• STATED EXERCISE:
Copy all of the records below line for line without changing anything, but leave the pictures out of your copy.

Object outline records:
########################################

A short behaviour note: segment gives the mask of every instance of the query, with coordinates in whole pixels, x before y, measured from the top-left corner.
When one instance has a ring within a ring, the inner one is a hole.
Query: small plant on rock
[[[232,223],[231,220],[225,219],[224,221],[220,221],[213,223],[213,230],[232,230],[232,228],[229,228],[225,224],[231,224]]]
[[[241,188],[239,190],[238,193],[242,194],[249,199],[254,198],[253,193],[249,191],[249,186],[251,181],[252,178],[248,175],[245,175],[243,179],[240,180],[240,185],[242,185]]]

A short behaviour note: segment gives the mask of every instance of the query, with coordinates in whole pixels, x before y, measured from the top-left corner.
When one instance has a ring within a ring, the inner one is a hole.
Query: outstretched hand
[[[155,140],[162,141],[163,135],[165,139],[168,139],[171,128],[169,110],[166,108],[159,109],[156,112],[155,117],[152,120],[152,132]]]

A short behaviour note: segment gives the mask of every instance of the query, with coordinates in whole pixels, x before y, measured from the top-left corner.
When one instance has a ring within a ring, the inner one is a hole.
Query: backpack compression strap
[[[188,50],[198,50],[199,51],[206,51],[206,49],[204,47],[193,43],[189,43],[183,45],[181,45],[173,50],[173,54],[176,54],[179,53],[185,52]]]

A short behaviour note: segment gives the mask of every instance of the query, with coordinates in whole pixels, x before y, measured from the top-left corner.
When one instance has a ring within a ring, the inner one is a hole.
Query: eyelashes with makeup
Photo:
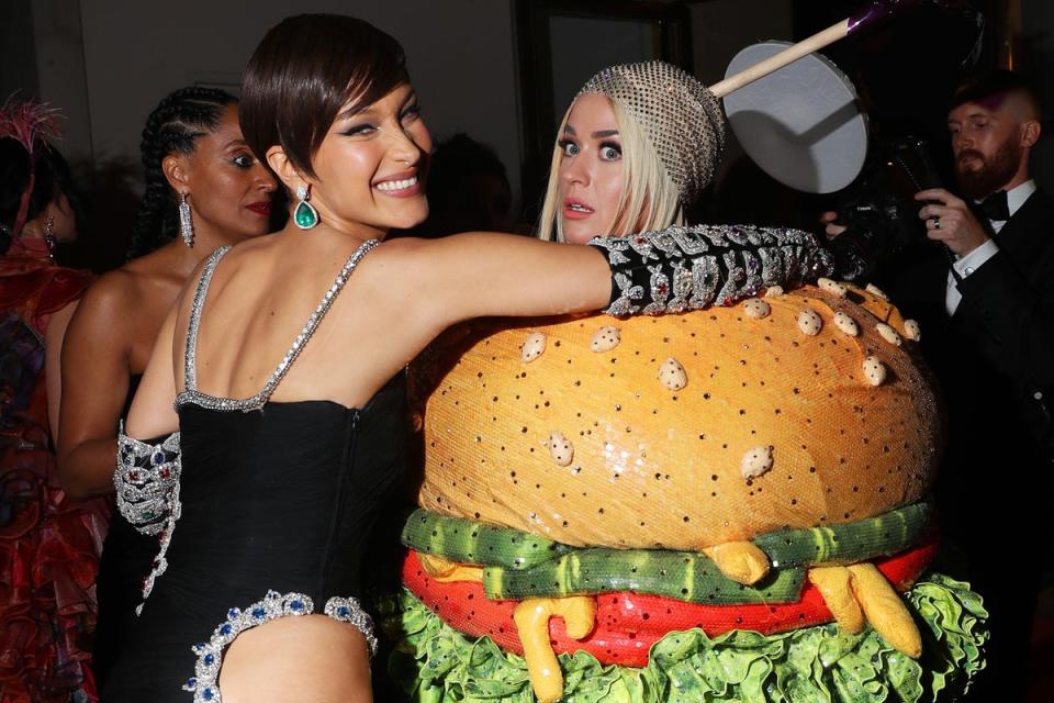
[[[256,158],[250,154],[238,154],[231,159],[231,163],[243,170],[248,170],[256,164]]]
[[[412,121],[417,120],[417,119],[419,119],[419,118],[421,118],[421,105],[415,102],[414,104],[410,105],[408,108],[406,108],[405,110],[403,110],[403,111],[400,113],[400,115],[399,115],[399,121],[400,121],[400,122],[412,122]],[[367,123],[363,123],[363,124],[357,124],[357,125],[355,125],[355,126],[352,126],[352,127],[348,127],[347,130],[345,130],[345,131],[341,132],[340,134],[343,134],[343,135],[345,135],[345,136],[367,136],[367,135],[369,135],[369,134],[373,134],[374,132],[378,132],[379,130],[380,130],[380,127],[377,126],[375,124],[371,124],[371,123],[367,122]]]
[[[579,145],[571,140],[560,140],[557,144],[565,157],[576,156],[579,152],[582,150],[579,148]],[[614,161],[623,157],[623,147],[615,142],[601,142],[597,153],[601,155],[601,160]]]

########################################

• RESULT OF THE TASK:
A short behaviour note: segment gives the mask of every instance of the query, with coordinates in whole pixels, x before y, measured from the top-left corner.
When one instance has a ring within a ring, the inner one is a hole.
Query: small plant on rock
[[[232,223],[231,220],[225,219],[224,221],[220,221],[213,223],[213,230],[232,230],[232,228],[229,228],[225,224],[231,224]]]
[[[241,188],[239,190],[238,193],[242,194],[249,199],[254,198],[253,193],[249,191],[249,186],[251,181],[252,178],[248,175],[245,175],[243,179],[240,180],[240,185],[242,185]]]

A short behaviour note: segment gives the mask of every instance of the query, with coordinates in whole pixels, x before y, measured from the top-left corner.
When one instance has a ring within a ring, the inner one is a hole.
Query: outstretched hand
[[[155,140],[162,141],[163,135],[165,139],[168,139],[171,128],[169,110],[166,108],[159,109],[156,112],[155,117],[152,120],[152,132]]]

A short behaviour note: segment gives the mask of every instance of the query, with coordinates in whole pixels, x before y, measured from the top-left corner.
When one instance has a ring within a ring, the inner one is a hole.
Query: backpack compression strap
[[[188,50],[198,50],[199,51],[206,51],[206,49],[204,47],[193,43],[189,43],[183,45],[181,45],[173,50],[173,54],[176,54],[179,53],[185,52]]]

A short behaviour note: segment gives the mask of every instance of the query, with coordinates in whole pixels, x before y, measured from the top-left corner.
When one instance has a ring within a ring, the inner one is a hole.
Query: eyelashes with makeup
Photo:
[[[256,158],[250,154],[238,154],[231,159],[231,163],[243,170],[248,170],[256,164]]]
[[[412,121],[417,120],[417,119],[419,119],[419,118],[421,118],[421,105],[415,102],[414,104],[410,105],[408,108],[406,108],[405,110],[403,110],[403,111],[400,113],[400,115],[399,115],[399,121],[400,121],[400,122],[412,122]],[[367,123],[363,123],[363,124],[357,124],[357,125],[355,125],[355,126],[352,126],[352,127],[348,127],[347,130],[345,130],[345,131],[341,132],[340,134],[343,134],[343,135],[345,135],[345,136],[367,136],[367,135],[369,135],[369,134],[373,134],[374,132],[378,132],[379,130],[380,130],[380,127],[377,126],[375,124],[371,124],[371,123],[367,122]]]
[[[579,145],[571,140],[560,140],[557,144],[565,157],[576,156],[579,152],[582,150],[579,148]],[[614,161],[623,157],[623,147],[615,142],[601,142],[597,153],[601,155],[601,160]]]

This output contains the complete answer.